----- DATA TO USE -----
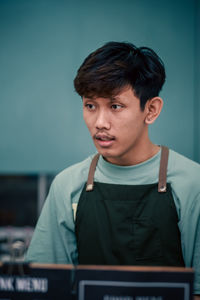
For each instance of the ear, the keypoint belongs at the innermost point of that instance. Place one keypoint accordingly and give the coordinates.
(153, 108)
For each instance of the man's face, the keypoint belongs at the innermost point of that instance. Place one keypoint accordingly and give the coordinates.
(117, 126)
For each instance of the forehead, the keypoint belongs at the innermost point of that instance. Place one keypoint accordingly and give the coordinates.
(124, 94)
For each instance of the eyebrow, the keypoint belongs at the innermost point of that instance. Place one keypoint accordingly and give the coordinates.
(112, 99)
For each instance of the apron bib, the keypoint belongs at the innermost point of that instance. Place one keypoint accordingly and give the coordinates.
(128, 224)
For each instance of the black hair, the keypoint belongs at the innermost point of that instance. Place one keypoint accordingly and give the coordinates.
(119, 64)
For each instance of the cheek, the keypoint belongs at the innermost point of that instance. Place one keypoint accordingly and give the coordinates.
(88, 120)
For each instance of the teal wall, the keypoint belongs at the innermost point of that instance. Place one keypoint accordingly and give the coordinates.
(43, 42)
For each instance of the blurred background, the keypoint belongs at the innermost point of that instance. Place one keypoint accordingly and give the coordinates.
(42, 44)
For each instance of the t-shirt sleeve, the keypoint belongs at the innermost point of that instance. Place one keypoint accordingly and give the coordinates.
(53, 241)
(196, 255)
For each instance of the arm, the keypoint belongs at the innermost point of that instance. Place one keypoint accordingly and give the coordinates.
(53, 241)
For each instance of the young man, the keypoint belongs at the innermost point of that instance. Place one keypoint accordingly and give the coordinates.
(140, 203)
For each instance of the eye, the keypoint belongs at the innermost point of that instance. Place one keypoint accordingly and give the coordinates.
(116, 106)
(90, 106)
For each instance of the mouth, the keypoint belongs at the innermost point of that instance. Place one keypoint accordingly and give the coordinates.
(104, 140)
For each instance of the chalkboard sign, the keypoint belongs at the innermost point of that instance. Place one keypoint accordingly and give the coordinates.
(129, 283)
(38, 282)
(66, 282)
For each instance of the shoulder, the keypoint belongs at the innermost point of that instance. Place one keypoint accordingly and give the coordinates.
(182, 166)
(183, 174)
(72, 178)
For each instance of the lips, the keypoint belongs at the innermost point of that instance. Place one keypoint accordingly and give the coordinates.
(104, 140)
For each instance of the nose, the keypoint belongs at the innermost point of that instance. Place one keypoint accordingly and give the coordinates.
(102, 120)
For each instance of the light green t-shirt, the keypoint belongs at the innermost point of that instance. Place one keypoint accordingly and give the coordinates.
(54, 239)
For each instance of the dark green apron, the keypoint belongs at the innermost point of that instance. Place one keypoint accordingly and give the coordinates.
(128, 224)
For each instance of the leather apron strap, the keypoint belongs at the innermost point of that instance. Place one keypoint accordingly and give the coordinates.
(162, 184)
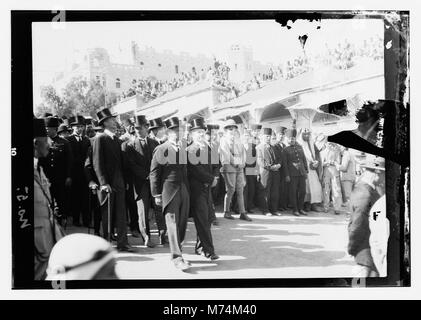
-----
WHAT IS NEEDED
How many lines in the items above contain the word "green", with uppercase and lowercase counted as different? Give only the number.

RESPONSE BELOW
2